## Source:
★ ★ ★ ★ ★ ★ ★

Compared with 2D images, 4D structures encoding angular information provide better solutions for vision and scene understanding, especially when dealing with video stabilization, object detection, tracking and recognition problems. Nevertheless, the light field imaging [3] also suffers from spatial resolution, poor reconstructed depth quality and large storage requirements.
Considering all the implications, selected for their practicality and action ability, we have built an idea of mapping a real world 3D object to 2D image plane of a sensor, i.e. perspective projection and relating the three fundamental parameters: Field of View, objective magnification and camera to object distance in the photograph. The work is accomplished in two phases. In the first phase, human anthropometrics are feeded as inputs to the machine learning algorithm in order to predict the real height of a person. Knowing the real height and image height of a person, Magnification (M), Field of View (FoV) and camera to object distance (or depth) measurements are taken from the relation obtained in the second phase. This model neither requires additional hardware nor special software to interact with the existing underlying surveillance infrastructure. Hence, it is affordable to be used both in indoor and outdoor environments.

★ ★ ★ ★ ★ ★ ★

Records from a data source
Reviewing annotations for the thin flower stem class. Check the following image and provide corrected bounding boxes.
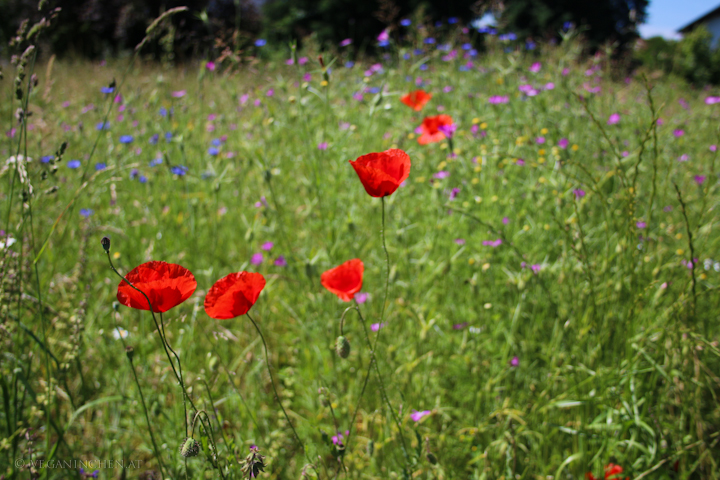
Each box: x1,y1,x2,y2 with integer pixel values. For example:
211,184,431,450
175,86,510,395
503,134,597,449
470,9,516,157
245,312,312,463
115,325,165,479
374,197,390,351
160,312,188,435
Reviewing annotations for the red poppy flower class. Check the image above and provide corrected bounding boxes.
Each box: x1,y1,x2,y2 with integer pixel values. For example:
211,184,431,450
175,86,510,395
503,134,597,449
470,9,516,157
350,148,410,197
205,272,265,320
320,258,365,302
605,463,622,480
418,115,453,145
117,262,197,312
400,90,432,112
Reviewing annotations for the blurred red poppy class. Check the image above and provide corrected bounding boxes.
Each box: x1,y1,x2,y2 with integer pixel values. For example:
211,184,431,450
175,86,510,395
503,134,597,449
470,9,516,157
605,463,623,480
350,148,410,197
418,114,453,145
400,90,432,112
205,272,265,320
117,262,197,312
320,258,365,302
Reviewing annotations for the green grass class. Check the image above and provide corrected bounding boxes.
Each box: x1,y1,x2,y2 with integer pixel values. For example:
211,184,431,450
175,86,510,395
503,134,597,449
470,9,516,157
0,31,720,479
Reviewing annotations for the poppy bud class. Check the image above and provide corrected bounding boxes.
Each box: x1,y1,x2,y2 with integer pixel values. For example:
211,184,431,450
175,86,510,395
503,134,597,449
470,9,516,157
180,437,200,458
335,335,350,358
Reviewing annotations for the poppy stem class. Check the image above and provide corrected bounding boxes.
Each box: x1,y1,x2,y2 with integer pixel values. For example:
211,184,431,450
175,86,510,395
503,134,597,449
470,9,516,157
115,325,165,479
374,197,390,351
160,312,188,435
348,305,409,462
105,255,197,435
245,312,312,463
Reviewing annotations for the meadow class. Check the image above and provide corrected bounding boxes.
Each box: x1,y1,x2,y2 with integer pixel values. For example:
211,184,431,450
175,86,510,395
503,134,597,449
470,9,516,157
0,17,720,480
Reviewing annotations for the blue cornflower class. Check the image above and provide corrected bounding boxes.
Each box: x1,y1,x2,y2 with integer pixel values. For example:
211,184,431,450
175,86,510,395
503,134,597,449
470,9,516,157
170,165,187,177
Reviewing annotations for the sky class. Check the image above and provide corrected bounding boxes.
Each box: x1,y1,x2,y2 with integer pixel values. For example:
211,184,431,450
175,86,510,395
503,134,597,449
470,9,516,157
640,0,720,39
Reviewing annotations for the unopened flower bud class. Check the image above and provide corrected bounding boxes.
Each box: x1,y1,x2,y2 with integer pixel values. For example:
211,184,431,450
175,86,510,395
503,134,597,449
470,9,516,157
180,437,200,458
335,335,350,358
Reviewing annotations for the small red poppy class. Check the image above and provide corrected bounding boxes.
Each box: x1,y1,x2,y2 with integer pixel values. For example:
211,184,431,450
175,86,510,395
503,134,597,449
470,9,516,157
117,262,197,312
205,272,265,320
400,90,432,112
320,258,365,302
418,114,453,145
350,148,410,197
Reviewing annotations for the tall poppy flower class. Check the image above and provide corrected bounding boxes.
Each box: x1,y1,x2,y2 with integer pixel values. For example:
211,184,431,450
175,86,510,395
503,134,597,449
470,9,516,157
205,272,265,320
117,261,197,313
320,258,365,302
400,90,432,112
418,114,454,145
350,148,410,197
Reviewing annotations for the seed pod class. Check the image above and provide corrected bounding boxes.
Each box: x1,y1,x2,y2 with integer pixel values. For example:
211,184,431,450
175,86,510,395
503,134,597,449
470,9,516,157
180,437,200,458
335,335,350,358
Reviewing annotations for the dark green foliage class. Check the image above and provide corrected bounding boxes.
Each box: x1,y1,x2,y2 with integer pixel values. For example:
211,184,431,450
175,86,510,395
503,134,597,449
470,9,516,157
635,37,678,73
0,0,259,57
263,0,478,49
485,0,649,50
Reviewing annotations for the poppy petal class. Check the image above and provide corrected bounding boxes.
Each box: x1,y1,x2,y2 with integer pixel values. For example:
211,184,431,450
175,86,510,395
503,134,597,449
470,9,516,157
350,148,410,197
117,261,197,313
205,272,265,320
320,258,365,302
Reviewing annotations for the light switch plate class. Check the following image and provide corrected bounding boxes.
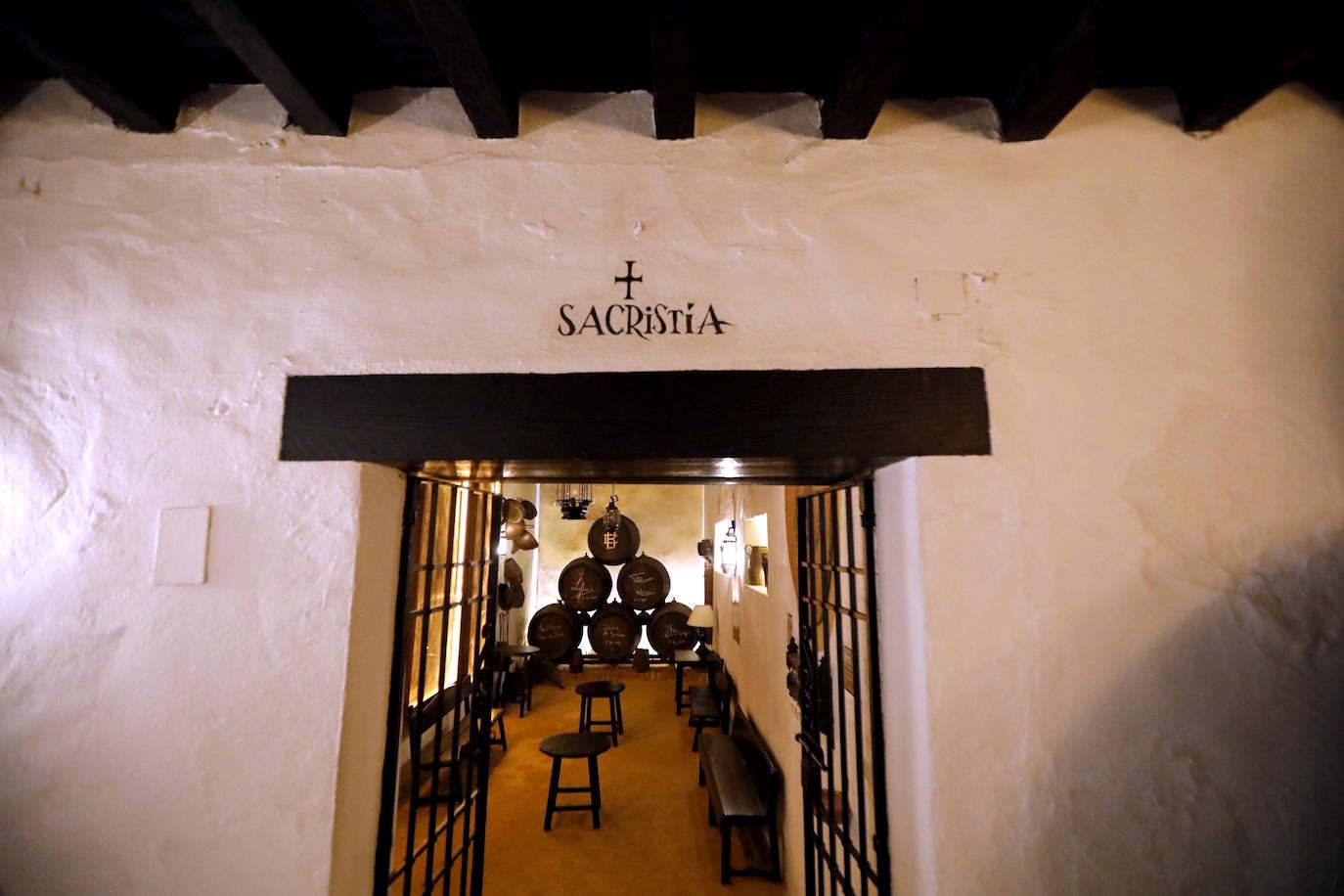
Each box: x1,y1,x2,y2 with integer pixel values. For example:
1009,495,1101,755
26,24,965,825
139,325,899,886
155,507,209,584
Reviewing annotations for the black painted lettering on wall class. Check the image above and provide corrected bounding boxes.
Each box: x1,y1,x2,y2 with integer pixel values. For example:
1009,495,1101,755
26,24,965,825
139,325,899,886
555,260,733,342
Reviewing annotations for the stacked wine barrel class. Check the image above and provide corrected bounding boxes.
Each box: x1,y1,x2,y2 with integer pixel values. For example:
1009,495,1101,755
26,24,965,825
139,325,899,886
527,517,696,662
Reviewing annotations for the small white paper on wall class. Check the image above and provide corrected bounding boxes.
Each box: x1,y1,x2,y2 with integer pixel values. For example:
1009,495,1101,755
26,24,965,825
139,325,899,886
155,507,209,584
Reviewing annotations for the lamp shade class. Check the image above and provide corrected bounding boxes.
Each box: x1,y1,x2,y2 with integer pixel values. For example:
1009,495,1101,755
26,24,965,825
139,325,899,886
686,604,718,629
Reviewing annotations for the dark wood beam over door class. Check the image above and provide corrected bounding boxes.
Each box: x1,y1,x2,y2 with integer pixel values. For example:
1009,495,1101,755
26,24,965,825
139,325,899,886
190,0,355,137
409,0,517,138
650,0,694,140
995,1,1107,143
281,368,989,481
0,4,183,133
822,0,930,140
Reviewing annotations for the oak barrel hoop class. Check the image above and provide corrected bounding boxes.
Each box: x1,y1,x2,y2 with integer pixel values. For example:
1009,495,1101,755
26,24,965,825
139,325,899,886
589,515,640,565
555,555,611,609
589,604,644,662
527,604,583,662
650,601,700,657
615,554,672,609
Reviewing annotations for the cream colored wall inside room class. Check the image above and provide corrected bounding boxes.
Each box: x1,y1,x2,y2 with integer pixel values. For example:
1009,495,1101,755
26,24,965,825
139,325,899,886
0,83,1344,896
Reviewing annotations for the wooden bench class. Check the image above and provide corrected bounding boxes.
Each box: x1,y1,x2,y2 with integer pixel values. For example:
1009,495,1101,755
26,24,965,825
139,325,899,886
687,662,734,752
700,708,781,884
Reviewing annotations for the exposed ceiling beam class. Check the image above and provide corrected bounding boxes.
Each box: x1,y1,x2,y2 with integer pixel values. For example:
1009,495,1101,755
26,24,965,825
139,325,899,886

★ ★ ★ ★ ★ ★ ★

## Goal 1:
Translate this sentence from the passage on estimating camera-to-object distance into Spanish: "The work is accomplished in two phases."
## Goal 2:
Pick up the passage on estimating camera-to-object distance after its last sentence and continue it.

## Task result 1:
El trabajo se realiza en dos fases.

## Task result 2:
Research contributions
A relation is established between Field of view, lens magnification and camera to object distance using the definitions of Field of view and magnification. An Image Dataset is created for Anthropometric Based Real height Estimation Anthropometric based feature extraction is introduced for real height estimation. A standard error estimated for consideration in order to deal with perspective errors that arise in lens properties. An error model is introduced to characterize the influence of Field of View and magnification parameters on camera to person distance (or depth) for a variable focal length and fixed sensor size.
State of Art is presented in Section 2; proposed work is presented in Section 3, Results & Interpretation including privileged Real height and Distance Prediction, Estimation of measurement errors, Method Validation are discussed in Section 4. Rest of the paper is concluded in Section 5.
State of art
It is well known that traditional 2D approaches are no longer suitable and also lack ability in achieving the required level of accuracy in 3D imaging. However, in today’s consumer landscape, three technologies namely [4] stereo triangulation, time of flight and structured light are available in market for 3D imaging.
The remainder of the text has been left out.